*WRITTEN TASK*. Write out only the lines from the line containing "Each instance receives one point. Mark the hazy" to the end of the listing below, both included, exactly as they stand. Drop the pictures.

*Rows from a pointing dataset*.

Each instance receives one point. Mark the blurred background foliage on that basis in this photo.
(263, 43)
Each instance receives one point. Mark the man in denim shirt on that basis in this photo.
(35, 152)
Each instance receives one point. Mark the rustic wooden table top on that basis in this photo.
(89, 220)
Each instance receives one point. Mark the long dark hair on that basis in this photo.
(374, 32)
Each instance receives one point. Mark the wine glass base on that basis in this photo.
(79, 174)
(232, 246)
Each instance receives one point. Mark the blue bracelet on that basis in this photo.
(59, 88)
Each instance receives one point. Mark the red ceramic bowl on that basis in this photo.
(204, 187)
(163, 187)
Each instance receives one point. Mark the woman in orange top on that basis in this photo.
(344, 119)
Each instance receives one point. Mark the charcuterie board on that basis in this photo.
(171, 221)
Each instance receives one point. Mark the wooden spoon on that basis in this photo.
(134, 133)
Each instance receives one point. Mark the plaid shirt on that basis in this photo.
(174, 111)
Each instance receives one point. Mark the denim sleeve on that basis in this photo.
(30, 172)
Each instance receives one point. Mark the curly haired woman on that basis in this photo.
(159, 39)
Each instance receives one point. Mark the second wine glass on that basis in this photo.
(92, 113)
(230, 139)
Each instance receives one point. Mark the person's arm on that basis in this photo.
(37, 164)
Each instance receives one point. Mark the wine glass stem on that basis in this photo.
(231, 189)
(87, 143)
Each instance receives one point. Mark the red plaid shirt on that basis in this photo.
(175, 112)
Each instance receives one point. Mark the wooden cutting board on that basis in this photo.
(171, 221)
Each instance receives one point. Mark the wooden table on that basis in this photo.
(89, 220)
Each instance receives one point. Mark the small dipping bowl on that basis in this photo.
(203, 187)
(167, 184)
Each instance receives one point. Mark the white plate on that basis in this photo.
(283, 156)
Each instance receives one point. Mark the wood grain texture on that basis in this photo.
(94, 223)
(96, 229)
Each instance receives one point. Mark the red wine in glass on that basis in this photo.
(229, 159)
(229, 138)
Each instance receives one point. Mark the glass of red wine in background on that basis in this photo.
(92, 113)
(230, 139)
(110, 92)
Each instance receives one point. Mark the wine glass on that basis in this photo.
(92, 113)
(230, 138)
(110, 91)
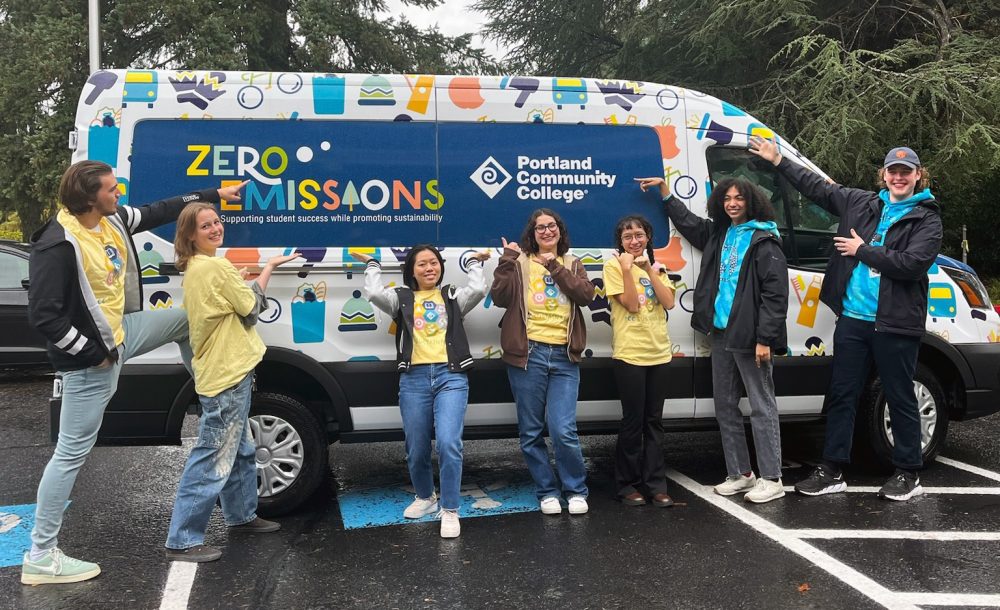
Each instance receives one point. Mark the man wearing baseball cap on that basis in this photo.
(877, 286)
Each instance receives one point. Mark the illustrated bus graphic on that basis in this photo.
(569, 91)
(140, 87)
(941, 301)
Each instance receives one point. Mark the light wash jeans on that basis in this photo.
(731, 372)
(221, 466)
(85, 396)
(546, 393)
(432, 403)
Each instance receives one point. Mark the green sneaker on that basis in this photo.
(56, 568)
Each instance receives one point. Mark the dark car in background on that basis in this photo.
(21, 346)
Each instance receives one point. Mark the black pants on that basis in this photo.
(639, 455)
(855, 346)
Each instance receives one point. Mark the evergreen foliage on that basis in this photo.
(844, 81)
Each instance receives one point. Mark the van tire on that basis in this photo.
(874, 444)
(279, 421)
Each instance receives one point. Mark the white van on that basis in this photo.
(342, 162)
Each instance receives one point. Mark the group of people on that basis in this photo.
(85, 297)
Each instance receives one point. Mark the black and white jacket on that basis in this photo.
(398, 303)
(61, 303)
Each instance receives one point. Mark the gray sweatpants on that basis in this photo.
(731, 373)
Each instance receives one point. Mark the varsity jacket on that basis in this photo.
(398, 303)
(61, 303)
(909, 250)
(508, 291)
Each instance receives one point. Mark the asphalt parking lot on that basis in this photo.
(847, 550)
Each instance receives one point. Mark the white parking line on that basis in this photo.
(834, 567)
(989, 474)
(972, 491)
(951, 599)
(894, 534)
(178, 588)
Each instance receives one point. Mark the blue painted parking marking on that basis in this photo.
(381, 506)
(15, 533)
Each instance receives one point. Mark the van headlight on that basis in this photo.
(974, 291)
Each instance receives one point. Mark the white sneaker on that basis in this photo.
(578, 505)
(550, 505)
(734, 485)
(765, 491)
(450, 527)
(421, 507)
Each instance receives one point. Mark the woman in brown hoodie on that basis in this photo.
(542, 334)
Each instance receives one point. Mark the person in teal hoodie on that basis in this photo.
(741, 301)
(877, 287)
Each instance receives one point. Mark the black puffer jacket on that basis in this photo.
(909, 250)
(759, 306)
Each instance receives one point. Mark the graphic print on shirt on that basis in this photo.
(114, 257)
(429, 318)
(545, 293)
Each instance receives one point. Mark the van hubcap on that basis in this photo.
(279, 454)
(926, 407)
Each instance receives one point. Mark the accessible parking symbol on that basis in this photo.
(15, 533)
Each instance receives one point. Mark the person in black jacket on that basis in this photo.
(878, 289)
(741, 301)
(85, 297)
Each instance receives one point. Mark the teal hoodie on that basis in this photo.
(734, 248)
(861, 298)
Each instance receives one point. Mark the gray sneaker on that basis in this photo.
(56, 568)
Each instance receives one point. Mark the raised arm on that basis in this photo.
(692, 227)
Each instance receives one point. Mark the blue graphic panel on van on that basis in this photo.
(367, 183)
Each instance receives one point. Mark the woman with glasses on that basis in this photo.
(542, 335)
(640, 294)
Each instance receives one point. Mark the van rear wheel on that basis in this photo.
(875, 431)
(291, 452)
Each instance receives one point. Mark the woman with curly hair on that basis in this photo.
(741, 301)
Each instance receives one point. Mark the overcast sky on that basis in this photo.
(453, 17)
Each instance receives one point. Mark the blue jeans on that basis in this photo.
(545, 393)
(432, 403)
(221, 466)
(86, 393)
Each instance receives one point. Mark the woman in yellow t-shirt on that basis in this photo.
(222, 311)
(432, 354)
(640, 294)
(542, 286)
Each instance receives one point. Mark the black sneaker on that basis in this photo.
(820, 482)
(195, 554)
(902, 486)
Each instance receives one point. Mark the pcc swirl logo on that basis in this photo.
(491, 177)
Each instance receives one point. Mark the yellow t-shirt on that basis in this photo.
(548, 308)
(637, 338)
(215, 296)
(104, 255)
(429, 325)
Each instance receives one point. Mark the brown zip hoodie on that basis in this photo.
(508, 292)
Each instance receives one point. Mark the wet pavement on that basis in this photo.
(847, 550)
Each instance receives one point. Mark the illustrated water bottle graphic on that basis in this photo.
(809, 304)
(102, 140)
(309, 313)
(328, 94)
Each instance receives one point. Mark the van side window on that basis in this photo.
(806, 229)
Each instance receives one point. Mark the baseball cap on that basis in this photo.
(902, 155)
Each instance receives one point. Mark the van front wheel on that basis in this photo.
(291, 452)
(875, 428)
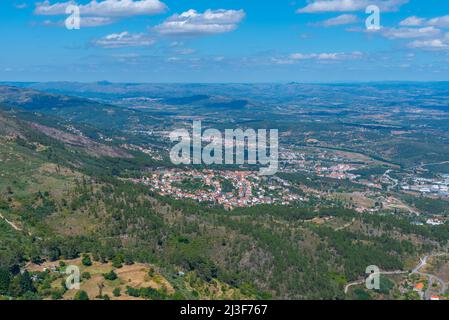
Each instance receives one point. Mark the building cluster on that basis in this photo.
(339, 171)
(323, 164)
(243, 188)
(147, 150)
(437, 187)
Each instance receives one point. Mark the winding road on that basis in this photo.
(422, 263)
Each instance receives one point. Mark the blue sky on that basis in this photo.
(224, 41)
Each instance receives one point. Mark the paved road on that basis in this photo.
(422, 263)
(10, 223)
(432, 278)
(364, 280)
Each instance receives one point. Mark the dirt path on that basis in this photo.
(10, 223)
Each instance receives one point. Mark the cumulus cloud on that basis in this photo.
(440, 22)
(410, 33)
(106, 8)
(317, 57)
(124, 39)
(412, 22)
(326, 56)
(343, 19)
(191, 22)
(318, 6)
(434, 44)
(85, 22)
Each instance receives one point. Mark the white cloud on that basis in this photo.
(106, 8)
(350, 5)
(85, 22)
(124, 39)
(412, 22)
(21, 5)
(410, 33)
(343, 19)
(441, 22)
(317, 57)
(193, 23)
(434, 44)
(326, 56)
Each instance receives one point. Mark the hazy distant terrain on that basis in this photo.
(85, 175)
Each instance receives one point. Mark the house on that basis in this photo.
(419, 286)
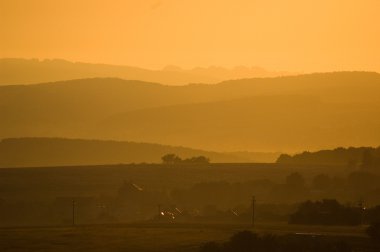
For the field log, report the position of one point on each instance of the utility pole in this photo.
(159, 211)
(253, 211)
(73, 209)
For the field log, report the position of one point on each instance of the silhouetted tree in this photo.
(198, 160)
(367, 159)
(321, 182)
(295, 180)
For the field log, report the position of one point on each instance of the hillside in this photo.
(363, 157)
(23, 71)
(259, 123)
(274, 114)
(39, 152)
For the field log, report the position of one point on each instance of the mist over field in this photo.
(191, 126)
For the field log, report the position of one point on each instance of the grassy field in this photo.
(106, 179)
(148, 237)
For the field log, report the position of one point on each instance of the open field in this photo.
(149, 237)
(106, 179)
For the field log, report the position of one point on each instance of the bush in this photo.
(374, 231)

*EXERCISE RESULT*.
Each instance receives one point. Mark the hazy distant terrain on that basis in this photo.
(85, 175)
Each instance receives one point. Mark the house on that basis in this photo.
(419, 286)
For the field log, report the position of one point on each instance of the utility pole in this photo.
(159, 211)
(253, 211)
(73, 209)
For the field log, report the position of one point on each instance of the silhouetted tree in this photo.
(198, 160)
(367, 159)
(321, 182)
(295, 180)
For the field log, report the position of one point on each instance of the hillside in this photo.
(363, 157)
(23, 71)
(259, 123)
(274, 114)
(39, 152)
For the field log, report the position of one point on each instance of the mist over field in this photo.
(191, 126)
For the field log, report the position of one point on each instance of the grassy field in this photo.
(106, 179)
(148, 237)
For the field log, report the position of one point on each instance of the open field in this photo.
(149, 237)
(106, 179)
For the field log, report the position of one point on each instance of the bush in this photo.
(374, 231)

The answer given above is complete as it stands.